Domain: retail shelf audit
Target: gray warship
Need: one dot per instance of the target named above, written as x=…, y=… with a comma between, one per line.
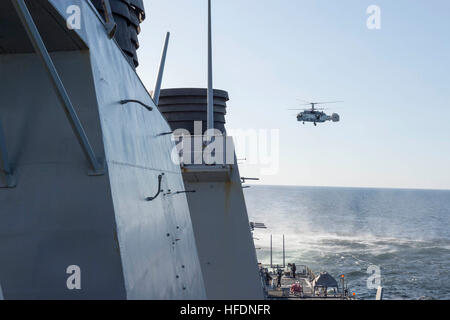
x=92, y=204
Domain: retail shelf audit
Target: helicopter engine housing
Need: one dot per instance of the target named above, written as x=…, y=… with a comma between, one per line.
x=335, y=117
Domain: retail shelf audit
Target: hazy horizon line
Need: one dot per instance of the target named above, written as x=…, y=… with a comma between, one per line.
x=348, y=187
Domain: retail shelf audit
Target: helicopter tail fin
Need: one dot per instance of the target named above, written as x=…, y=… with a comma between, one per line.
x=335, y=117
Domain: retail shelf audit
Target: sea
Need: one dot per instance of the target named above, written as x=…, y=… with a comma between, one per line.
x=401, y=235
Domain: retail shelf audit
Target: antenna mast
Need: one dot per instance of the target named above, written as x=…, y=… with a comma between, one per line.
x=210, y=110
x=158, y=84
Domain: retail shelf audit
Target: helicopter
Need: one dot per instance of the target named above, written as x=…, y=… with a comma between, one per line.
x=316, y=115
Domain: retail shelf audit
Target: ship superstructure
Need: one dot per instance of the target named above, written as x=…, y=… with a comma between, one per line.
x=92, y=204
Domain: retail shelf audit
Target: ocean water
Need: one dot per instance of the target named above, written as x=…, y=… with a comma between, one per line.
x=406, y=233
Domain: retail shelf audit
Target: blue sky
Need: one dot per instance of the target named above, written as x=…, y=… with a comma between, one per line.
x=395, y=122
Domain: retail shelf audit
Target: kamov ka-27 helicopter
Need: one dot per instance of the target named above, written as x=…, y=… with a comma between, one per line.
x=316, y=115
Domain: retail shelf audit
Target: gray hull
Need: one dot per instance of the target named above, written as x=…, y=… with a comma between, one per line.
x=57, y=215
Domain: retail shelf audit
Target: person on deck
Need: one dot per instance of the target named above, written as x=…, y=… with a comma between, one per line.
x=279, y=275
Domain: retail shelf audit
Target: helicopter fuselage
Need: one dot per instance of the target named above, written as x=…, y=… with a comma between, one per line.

● ● ● ●

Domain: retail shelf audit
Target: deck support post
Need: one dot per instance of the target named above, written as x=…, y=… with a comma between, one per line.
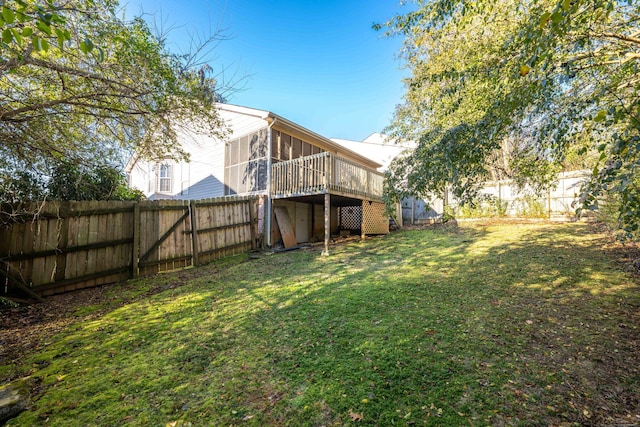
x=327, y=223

● ● ● ●

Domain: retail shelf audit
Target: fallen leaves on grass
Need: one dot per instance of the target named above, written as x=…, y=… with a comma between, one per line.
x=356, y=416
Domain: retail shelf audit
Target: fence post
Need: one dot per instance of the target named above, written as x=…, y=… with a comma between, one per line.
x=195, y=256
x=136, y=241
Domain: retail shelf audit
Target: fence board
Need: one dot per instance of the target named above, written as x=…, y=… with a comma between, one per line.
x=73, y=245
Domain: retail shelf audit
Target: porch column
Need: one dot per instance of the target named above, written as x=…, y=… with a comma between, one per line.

● ● ● ●

**WHAT YOU HAVE TO DO**. Which of the lines above hold the string "deck"? Pick each of them out.

**EXERCISE ANSWER**.
Target: person on deck
Target: deck support post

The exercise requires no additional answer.